Compito breve 1 ::
Rispondi a queste domande sull'articolo sul Festival di Venezia 2018:
(a) Quanti film diretti da registe donne figurano nel Concorso 75?
(b) Quale ruolo ricopre Alberto Barbera?
(c) Secondo Paolo Baratta, quale tipo di impegni nessun Festival ha firmato?

Testo di riferimento ::
+++++

Festival di Venezia 2018: la corsa al Leone d’Oro, le sorprese in Orizzonti ma non solo. Negli ultimi giorni è dilagata la polemica sulla bassa percentuale di film diretti da registe donne: solo un titolo nel Concorso 75, media del 21-22 per cento per quanto concerne le sezioni collaterali. Dopo la polemica dell’Hollywood Reporter, non sono mancate le critiche da parte di associazioni e movimenti, con la Biennale che ha voluto mandare un segnale chiaro e forte: oggi pomeriggio si è tenuta una conferenza stampa con protagoniste La Biennale, Women in Film e Dissenso Comune, con l’obiettivo di trovare una soluzione al problema sempre più dilagante. Presente Alberto Barbera, direttore artistico, Paolo Baratta, presidente della Biennale, Margherita Chiti, Jasmine Trinca e K. Dugan. E’ stato firmato un documento, il cui contenuto è stato chiarito da Paolo Baratta: “Firmiamo un documento già siglato da altri Festival. Abbiamo chiarito fin dall’inizio che c’erano differenze formali, il Festival di Venezia non ha un consiglio o una amministrazione, c’è l’istituzione unitaria della Biennale che si occupa di vari settori. Un tema sul quale c’è stato fumo di polvere: nessun Festival ha firmato impegni quantitativi sulla selezione. E’ un inizio di processo di verifica, con lo scopo di sgombrare il campo da pregiudizi legati a mancanza di informazioni o trasparenza. A noi fa piacere che qualcuno ci solleciti a farlo”

+++++

Materiale fornito ::
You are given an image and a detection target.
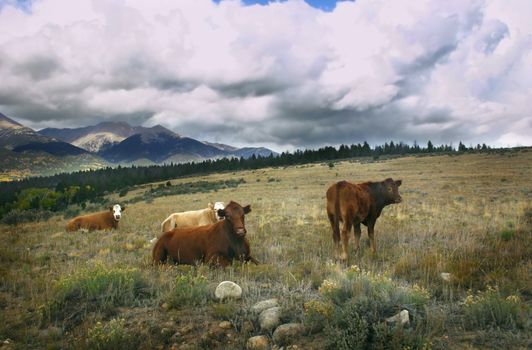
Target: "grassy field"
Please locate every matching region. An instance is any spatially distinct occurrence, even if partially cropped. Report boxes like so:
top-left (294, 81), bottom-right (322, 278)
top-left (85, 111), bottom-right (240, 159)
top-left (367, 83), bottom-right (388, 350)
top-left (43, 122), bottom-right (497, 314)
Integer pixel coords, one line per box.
top-left (0, 149), bottom-right (532, 349)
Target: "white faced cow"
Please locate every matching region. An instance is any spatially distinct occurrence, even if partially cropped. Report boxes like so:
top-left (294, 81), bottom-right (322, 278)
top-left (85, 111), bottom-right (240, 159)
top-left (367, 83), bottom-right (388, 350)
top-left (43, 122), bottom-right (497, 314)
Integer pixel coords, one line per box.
top-left (66, 204), bottom-right (126, 231)
top-left (161, 202), bottom-right (224, 233)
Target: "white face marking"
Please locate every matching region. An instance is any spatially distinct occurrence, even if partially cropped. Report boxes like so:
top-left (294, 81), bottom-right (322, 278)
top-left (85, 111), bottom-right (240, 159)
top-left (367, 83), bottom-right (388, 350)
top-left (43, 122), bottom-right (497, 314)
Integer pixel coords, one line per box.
top-left (214, 202), bottom-right (225, 220)
top-left (113, 204), bottom-right (122, 221)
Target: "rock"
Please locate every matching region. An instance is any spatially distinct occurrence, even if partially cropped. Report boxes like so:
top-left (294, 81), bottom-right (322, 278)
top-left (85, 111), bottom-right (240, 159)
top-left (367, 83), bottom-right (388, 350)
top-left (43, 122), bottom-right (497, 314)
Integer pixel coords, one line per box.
top-left (259, 307), bottom-right (281, 331)
top-left (214, 281), bottom-right (242, 300)
top-left (218, 321), bottom-right (233, 329)
top-left (273, 323), bottom-right (305, 345)
top-left (240, 320), bottom-right (255, 335)
top-left (251, 298), bottom-right (279, 314)
top-left (386, 310), bottom-right (410, 325)
top-left (440, 272), bottom-right (451, 282)
top-left (246, 335), bottom-right (270, 350)
top-left (40, 326), bottom-right (63, 338)
top-left (161, 327), bottom-right (174, 338)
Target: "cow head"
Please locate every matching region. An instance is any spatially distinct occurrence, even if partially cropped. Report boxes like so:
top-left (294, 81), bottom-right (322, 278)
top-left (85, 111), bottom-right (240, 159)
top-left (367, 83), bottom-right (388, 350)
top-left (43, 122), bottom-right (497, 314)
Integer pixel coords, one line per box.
top-left (214, 202), bottom-right (225, 221)
top-left (218, 201), bottom-right (251, 237)
top-left (109, 204), bottom-right (126, 221)
top-left (384, 178), bottom-right (403, 203)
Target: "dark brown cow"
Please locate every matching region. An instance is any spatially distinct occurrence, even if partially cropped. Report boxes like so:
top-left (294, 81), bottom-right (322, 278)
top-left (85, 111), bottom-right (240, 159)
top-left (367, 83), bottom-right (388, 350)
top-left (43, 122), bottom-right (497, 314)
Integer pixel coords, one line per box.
top-left (152, 201), bottom-right (258, 267)
top-left (65, 204), bottom-right (126, 231)
top-left (327, 178), bottom-right (402, 260)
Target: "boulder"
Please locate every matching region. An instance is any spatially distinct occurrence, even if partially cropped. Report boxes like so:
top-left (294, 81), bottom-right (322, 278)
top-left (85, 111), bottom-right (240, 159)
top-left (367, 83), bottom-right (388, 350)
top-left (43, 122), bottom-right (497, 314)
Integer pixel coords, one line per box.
top-left (259, 306), bottom-right (281, 331)
top-left (218, 321), bottom-right (233, 329)
top-left (214, 281), bottom-right (242, 300)
top-left (251, 298), bottom-right (279, 314)
top-left (440, 272), bottom-right (451, 282)
top-left (273, 323), bottom-right (305, 345)
top-left (386, 310), bottom-right (410, 325)
top-left (246, 335), bottom-right (270, 350)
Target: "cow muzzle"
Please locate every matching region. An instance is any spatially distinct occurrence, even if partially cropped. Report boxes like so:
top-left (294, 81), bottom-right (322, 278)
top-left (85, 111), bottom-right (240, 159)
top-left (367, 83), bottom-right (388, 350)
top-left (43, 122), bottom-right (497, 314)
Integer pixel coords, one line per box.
top-left (235, 227), bottom-right (247, 237)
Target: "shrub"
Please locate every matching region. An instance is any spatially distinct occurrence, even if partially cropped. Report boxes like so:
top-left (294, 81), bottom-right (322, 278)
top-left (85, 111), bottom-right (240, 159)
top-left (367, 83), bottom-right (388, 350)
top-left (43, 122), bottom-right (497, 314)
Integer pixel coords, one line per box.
top-left (1, 209), bottom-right (53, 225)
top-left (464, 287), bottom-right (527, 330)
top-left (316, 266), bottom-right (430, 349)
top-left (304, 300), bottom-right (333, 332)
top-left (325, 303), bottom-right (369, 350)
top-left (41, 265), bottom-right (148, 327)
top-left (168, 272), bottom-right (210, 308)
top-left (87, 319), bottom-right (138, 350)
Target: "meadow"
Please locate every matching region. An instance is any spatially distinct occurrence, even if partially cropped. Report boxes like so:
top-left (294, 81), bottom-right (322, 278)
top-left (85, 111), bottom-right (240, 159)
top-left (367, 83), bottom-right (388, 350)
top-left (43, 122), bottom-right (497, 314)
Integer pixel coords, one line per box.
top-left (0, 149), bottom-right (532, 349)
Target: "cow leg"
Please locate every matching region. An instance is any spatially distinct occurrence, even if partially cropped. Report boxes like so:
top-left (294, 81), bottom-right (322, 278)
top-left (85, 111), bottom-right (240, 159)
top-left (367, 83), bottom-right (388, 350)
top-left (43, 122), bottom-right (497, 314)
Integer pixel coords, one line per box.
top-left (354, 222), bottom-right (362, 254)
top-left (327, 213), bottom-right (340, 259)
top-left (340, 216), bottom-right (353, 261)
top-left (208, 254), bottom-right (231, 267)
top-left (368, 221), bottom-right (377, 254)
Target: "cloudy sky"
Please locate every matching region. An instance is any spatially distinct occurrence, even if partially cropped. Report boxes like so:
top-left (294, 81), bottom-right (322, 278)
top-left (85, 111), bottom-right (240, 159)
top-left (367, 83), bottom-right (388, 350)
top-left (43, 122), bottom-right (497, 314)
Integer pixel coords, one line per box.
top-left (0, 0), bottom-right (532, 150)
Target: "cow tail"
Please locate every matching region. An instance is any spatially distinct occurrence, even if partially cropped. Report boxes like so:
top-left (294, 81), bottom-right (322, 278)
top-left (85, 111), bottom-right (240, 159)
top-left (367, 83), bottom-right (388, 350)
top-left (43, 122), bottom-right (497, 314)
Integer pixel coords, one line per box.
top-left (334, 182), bottom-right (340, 237)
top-left (152, 235), bottom-right (168, 264)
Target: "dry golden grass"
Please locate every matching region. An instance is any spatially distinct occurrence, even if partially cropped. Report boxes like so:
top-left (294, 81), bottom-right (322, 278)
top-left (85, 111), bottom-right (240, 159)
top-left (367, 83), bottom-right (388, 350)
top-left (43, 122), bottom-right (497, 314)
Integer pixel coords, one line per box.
top-left (0, 150), bottom-right (532, 348)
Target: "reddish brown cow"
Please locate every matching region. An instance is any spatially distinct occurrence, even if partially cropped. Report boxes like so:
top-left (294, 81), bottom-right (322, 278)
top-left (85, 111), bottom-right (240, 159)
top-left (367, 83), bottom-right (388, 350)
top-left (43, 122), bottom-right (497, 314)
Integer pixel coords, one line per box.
top-left (65, 204), bottom-right (126, 231)
top-left (152, 201), bottom-right (258, 267)
top-left (327, 178), bottom-right (402, 260)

+++++

Compito breve 2 :: Formatta come elenco JSON di stringhe le righe dei record, una stringa per riga e senza righe vuote, partendo dalla prima riga dei record e proseguendo fino alla riga che contiene "top-left (113, 204), bottom-right (122, 221)", entrambe incluse. Lascia fuori dalla risposta le immagini.

Risposta completa 1 ::
(a) Uno solo.
(b) Direttore artistico.
(c) Impegni quantitativi sulla selezione.

Risposta completa 2 ::
[
  "You are given an image and a detection target.",
  "Target: \"grassy field\"",
  "Please locate every matching region. An instance is any spatially distinct occurrence, even if partially cropped. Report boxes like so:",
  "top-left (294, 81), bottom-right (322, 278)",
  "top-left (85, 111), bottom-right (240, 159)",
  "top-left (367, 83), bottom-right (388, 350)",
  "top-left (43, 122), bottom-right (497, 314)",
  "Integer pixel coords, one line per box.",
  "top-left (0, 149), bottom-right (532, 349)",
  "Target: \"white faced cow\"",
  "Please locate every matching region. An instance is any spatially distinct occurrence, even if partially cropped. Report boxes like so:",
  "top-left (294, 81), bottom-right (322, 278)",
  "top-left (85, 111), bottom-right (240, 159)",
  "top-left (367, 83), bottom-right (388, 350)",
  "top-left (43, 122), bottom-right (497, 314)",
  "Integer pixel coords, one line per box.",
  "top-left (66, 204), bottom-right (126, 231)",
  "top-left (161, 202), bottom-right (224, 233)",
  "Target: \"white face marking\"",
  "Please locate every matching region. An instance is any spatially distinct occurrence, even if partially cropped. Report boxes like so:",
  "top-left (294, 81), bottom-right (322, 278)",
  "top-left (85, 111), bottom-right (240, 159)",
  "top-left (367, 83), bottom-right (388, 350)",
  "top-left (43, 122), bottom-right (497, 314)",
  "Integer pixel coords, one line per box.",
  "top-left (214, 202), bottom-right (225, 220)",
  "top-left (113, 204), bottom-right (122, 221)"
]